→ **TEXT**:
☆ ☆ ☆ ☆ ☆ ☆ ☆
Livemint: New Delhi: Friday, July 27, 2018.
The
government and opposition in India are on a collision path, each ratcheting up
the political rhetoric ahead of the general election due by May. Over these
nine months, if parties follow precedent, the public discourse will be largely
political. The battle was kicked off last week on 20 June in an appropriately
stormy debate in Parliament over a motion for no-confidence introduced by the
Telugu Desam Party and backed by most of the opposition.
One of the
central points in the debate though never mentioned in those terms was the
people’s right to information. When the opposition Congress party president
Rahul Gandhi challenged the government to disclose the terms of a
multi-billion-dollar deal for the purchase of 36 French Rafale fighter aircraft
for the Indian Air Force, defence minister Nirmala Sitharaman intervened to
claim that a secrecy clause was introduced into the original agreement by the
previous Congress-led government in 2008.
Gandhi’s
central position was that French president Emmanuel Macron had told him there
was no secrecy clause in the agreement, which was signed in 2016 by the current
National Democratic Alliance government. Setting aside legitimate concerns over
disclosure of the specifications of the Rafale aircraft, Gandhi emphasised the
cost of the deal, which he claimed had “magically” escalated.
The French
intervened a day later saying the terms of the 2008 deal prohibited France and
India from disclosing classified information “that could impact security and
operational capabilities of the defence equipment”. The debate now is on
whether disclosure of the cost component could have such an impact.
☆ ☆ ☆ ☆ ☆ ☆ ☆
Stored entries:
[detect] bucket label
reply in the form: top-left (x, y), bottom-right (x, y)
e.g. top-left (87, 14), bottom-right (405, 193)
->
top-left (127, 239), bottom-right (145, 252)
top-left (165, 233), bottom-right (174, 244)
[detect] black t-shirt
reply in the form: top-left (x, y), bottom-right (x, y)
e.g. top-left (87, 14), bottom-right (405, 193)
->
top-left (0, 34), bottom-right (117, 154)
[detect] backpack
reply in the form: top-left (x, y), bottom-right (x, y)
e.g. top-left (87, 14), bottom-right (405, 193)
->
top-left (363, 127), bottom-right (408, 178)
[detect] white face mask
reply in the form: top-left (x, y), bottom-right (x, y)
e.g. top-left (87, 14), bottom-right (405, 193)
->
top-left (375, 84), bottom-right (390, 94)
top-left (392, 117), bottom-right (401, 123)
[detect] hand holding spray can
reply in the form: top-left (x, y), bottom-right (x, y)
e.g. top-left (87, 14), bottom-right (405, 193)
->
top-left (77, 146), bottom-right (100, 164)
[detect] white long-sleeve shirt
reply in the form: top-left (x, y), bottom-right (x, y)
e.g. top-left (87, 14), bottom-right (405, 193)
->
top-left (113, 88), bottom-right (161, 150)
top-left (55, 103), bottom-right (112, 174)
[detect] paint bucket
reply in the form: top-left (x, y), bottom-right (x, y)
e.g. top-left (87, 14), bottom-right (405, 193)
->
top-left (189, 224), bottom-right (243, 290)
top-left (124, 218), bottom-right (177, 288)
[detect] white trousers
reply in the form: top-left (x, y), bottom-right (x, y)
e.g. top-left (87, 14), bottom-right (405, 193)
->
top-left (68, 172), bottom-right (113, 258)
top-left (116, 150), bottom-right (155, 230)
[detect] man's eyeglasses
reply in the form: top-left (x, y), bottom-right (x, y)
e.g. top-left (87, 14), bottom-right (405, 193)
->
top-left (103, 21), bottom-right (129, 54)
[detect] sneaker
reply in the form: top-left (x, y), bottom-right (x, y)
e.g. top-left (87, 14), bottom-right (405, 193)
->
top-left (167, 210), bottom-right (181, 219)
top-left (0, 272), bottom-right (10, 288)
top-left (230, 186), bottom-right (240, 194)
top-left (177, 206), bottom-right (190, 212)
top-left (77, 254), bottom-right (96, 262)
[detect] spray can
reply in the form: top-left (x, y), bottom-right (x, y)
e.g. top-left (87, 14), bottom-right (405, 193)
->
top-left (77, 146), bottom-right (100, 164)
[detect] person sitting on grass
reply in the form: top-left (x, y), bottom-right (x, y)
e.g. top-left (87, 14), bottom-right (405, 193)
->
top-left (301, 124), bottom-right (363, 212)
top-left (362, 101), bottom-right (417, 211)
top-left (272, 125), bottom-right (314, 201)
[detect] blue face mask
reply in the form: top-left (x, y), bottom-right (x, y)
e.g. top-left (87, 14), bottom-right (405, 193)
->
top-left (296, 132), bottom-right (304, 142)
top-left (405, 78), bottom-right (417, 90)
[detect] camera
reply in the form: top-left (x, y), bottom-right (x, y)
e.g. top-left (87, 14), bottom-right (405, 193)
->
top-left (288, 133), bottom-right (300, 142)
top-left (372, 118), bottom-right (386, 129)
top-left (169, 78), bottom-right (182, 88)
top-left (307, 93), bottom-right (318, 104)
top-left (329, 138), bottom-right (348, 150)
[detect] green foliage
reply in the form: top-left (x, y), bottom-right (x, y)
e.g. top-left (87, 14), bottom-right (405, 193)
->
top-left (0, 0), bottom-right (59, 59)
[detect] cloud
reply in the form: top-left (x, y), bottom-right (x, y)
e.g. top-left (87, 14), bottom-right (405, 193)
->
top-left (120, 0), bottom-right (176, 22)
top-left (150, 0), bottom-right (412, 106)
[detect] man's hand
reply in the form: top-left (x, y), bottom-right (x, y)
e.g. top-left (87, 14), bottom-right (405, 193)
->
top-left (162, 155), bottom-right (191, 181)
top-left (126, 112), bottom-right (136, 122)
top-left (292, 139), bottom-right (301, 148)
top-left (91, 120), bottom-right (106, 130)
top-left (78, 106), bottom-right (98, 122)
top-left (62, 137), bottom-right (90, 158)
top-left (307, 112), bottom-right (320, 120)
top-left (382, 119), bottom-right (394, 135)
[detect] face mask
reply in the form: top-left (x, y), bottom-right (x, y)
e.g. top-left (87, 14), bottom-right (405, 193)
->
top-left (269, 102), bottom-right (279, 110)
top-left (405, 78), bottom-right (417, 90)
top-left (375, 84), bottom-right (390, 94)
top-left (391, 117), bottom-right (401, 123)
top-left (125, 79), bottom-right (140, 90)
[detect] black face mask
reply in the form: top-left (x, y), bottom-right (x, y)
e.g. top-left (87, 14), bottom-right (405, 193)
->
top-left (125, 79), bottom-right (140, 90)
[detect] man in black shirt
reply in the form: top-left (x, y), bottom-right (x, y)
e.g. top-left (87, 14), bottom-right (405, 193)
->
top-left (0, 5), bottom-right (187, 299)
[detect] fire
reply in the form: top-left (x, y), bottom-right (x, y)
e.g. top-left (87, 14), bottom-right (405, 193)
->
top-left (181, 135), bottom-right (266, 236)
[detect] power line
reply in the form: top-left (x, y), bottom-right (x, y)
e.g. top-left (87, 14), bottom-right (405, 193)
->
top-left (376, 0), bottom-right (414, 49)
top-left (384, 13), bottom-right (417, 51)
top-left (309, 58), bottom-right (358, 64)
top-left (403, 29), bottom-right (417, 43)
☆ ☆ ☆ ☆ ☆ ☆ ☆
→ **PROBLEMS AND TASKS**:
a. Rewrite the article starting at "Livemint: New Delhi: Friday, July" and ending at "of the opposition.", putting "collision course" in place of "collision path".
b. Answer these questions from the article:
(i) Which party introduced the no-confidence motion?
(ii) How many Rafale fighter aircraft does the deal cover?
(iii) In what year did the current National Democratic Alliance government sign the agreement?

→ **ANSWERS TO THE TASKS**:
a.
Livemint: New Delhi: Friday, July 27, 2018.
The
government and opposition in India are on a collision course, each ratcheting up
the political rhetoric ahead of the general election due by May. Over these
nine months, if parties follow precedent, the public discourse will be largely
political. The battle was kicked off last week on 20 June in an appropriately
stormy debate in Parliament over a motion for no-confidence introduced by the
Telugu Desam Party and backed by most of the opposition.

b.
(i) The Telugu Desam Party
(ii) 36
(iii) 2016